- **DIRECTIVES**:
A. Transcribe everything in the Scrapy article from "where MySpider is" down to "the comment system)".
B. According to the Scrapy article, what limitation does the Twisted reactor have?

- **PASSAGE GIVEN**:
## Begin
When you need to do some web scraping job in Python, an excellent choice is the Scrapy framework. Not only it takes care of most of the networking (HTTP, SSL, proxies, etc) but it also facilitates the process of extracting data from the web by providing things such as nifty xpath selectors.

Scrapy is built upon the Twisted networking engine. A limitation of its core component, the reactor, is that it cannot be restarted. This might cause us some troubles if we are trying to devise a mechanism to run Scrapy spiders independently from a Python script (and not from Scrapy shell). Say for example we want to implement a Python function that receives some parameters, performs a search/web scraping in some sites and returns a list of scrapped items. A naive solution such as this will not work, since in each of the function calls we need to have the Twisted reactor restarted, and this is unfortunately not possible.

A workaround for this is to run Scrapy on its own process. After doing a search, I could get no solution to work on latest Scrapy. However one of those used Multiprocessing and it came pretty close! Here is an updated version for Scrapy 0.13:

from scrapy import project, signals
from scrapy.conf import settings
from scrapy.crawler import CrawlerProcess
from scrapy.xlib.pydispatch import dispatcher
from multiprocessing.queues import Queue
import multiprocessing

class CrawlerWorker(multiprocessing.Process):

    def __init__(self, spider, result_queue):
        multiprocessing.Process.__init__(self)
        self.result_queue = result_queue

        self.crawler = CrawlerProcess(settings)
        if not hasattr(project, 'crawler'):
            self.crawler.install()
        self.crawler.configure()

        self.items = []
        self.spider = spider
        dispatcher.connect(self._item_passed, signals.item_passed)

    def _item_passed(self, item):
        self.items.append(item)
 
    def run(self):
        self.crawler.crawl(self.spider)
        self.crawler.start()
        self.crawler.stop()
        self.result_queue.put(self.items)

One way to invoke this, say inside a function, would be:

        result_queue = Queue()
        crawler = CrawlerWorker(MySpider(myArgs), result_queue)
        crawler.start()
        for item in result_queue.get():
            yield item

where MySpider is of course the class of the Spider you want to run, and myArgs are the arguments you wish to invoke the spider with.


Comments

  1. tre
    tre on 07/24/2012 1:07 a.m.
    Hey Alan, thank you for sharing this! (and for fixing the comment system)
## End
- **ENTRIES SUPPLIED**:
## Begin
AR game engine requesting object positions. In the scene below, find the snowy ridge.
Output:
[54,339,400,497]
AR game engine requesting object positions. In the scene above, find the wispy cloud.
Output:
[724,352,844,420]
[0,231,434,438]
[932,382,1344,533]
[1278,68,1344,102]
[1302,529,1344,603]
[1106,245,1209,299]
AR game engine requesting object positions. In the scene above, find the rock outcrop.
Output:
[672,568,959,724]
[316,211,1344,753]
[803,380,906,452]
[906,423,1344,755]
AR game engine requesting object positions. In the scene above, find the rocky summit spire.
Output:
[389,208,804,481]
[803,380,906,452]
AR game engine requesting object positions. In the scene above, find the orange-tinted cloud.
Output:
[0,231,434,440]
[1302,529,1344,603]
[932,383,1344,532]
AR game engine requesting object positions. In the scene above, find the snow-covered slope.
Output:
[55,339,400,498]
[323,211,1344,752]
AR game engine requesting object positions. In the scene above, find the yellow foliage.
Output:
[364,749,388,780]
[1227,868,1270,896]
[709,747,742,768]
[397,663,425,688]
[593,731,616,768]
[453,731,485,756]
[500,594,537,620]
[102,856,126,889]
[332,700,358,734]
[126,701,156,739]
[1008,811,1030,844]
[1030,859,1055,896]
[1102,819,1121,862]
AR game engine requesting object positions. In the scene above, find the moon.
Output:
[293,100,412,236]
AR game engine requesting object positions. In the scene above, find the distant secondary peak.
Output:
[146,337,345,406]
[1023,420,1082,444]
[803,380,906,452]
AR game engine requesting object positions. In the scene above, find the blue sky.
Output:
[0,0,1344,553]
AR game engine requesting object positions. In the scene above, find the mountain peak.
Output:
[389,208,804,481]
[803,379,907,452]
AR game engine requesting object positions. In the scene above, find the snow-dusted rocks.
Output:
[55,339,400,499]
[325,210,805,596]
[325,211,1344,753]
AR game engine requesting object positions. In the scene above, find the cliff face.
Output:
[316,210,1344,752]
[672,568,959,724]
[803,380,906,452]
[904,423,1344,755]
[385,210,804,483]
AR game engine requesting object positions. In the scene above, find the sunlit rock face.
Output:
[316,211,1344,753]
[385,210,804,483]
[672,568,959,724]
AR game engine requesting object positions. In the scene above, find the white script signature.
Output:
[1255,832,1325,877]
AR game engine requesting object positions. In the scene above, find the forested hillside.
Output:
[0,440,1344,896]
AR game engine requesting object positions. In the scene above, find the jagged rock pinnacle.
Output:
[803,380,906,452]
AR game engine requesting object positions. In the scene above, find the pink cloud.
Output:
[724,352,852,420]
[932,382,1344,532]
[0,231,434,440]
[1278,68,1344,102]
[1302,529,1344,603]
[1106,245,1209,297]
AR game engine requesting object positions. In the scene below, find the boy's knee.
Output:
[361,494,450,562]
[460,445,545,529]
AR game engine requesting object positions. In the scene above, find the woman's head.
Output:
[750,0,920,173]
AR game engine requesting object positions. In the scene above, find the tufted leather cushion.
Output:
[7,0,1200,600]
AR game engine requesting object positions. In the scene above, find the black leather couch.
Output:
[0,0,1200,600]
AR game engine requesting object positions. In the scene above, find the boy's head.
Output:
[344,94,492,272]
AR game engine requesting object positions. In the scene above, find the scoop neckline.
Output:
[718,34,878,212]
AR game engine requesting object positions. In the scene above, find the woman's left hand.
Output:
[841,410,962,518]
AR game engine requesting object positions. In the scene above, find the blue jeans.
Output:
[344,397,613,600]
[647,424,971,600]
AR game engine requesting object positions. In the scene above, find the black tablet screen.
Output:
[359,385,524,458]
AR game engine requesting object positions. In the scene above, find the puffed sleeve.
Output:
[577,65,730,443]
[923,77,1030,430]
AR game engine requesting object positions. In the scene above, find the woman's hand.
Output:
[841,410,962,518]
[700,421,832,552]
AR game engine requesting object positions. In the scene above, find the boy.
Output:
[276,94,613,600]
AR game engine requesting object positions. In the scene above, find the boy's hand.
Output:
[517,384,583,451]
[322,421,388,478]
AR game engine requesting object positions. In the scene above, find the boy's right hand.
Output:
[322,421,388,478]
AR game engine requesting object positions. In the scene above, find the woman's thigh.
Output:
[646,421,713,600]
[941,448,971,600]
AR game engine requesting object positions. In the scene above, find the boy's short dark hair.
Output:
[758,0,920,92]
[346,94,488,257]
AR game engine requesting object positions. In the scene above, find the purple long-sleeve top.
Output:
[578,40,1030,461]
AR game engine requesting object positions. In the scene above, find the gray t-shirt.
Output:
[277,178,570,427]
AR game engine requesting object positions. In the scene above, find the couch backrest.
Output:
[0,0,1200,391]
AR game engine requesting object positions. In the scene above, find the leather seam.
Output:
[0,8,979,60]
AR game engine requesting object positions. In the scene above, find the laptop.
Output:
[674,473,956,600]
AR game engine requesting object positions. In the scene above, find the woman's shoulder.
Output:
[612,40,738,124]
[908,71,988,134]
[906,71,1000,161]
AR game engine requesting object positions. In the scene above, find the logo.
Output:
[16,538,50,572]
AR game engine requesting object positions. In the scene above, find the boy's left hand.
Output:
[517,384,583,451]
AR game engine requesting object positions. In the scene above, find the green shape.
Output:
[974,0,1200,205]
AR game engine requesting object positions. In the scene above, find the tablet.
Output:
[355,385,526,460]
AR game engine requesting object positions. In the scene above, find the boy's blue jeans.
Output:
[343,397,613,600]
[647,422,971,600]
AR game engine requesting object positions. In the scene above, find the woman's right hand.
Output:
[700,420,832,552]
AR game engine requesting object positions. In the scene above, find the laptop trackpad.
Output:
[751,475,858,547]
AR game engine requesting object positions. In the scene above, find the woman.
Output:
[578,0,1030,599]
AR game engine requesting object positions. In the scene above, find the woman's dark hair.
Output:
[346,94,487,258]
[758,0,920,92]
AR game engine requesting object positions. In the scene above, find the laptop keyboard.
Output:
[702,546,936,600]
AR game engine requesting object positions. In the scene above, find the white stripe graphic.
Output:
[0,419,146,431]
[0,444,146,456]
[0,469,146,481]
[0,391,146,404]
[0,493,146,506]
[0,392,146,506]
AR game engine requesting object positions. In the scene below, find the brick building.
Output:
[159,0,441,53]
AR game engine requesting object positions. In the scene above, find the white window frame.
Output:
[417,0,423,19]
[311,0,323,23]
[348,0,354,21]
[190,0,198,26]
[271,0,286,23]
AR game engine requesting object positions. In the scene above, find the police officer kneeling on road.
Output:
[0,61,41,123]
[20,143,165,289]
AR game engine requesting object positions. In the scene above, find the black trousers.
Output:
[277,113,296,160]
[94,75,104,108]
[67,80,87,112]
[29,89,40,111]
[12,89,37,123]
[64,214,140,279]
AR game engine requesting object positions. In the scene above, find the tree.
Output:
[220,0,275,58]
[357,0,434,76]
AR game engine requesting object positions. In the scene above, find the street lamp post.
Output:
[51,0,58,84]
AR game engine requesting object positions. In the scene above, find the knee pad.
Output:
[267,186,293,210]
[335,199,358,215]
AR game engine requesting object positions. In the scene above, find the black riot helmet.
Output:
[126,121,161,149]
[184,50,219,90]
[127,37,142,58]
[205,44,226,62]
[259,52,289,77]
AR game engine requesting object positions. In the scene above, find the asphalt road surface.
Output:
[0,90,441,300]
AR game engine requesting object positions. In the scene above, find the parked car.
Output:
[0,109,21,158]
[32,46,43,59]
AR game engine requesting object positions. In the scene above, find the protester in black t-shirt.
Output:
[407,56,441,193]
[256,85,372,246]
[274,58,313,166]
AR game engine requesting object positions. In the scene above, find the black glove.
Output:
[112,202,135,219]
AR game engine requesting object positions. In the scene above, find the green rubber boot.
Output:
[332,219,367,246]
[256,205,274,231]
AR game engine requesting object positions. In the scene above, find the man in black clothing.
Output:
## End
- **SOLUTIONS BY TASK**:
A.
where MySpider is of course the class of the Spider you want to run, and myArgs are the arguments you wish to invoke the spider with.


Comments

  1. tre
    tre on 07/24/2012 1:07 a.m.
    Hey Alan, thank you for sharing this! (and for fixing the comment system)

B. It cannot be restarted.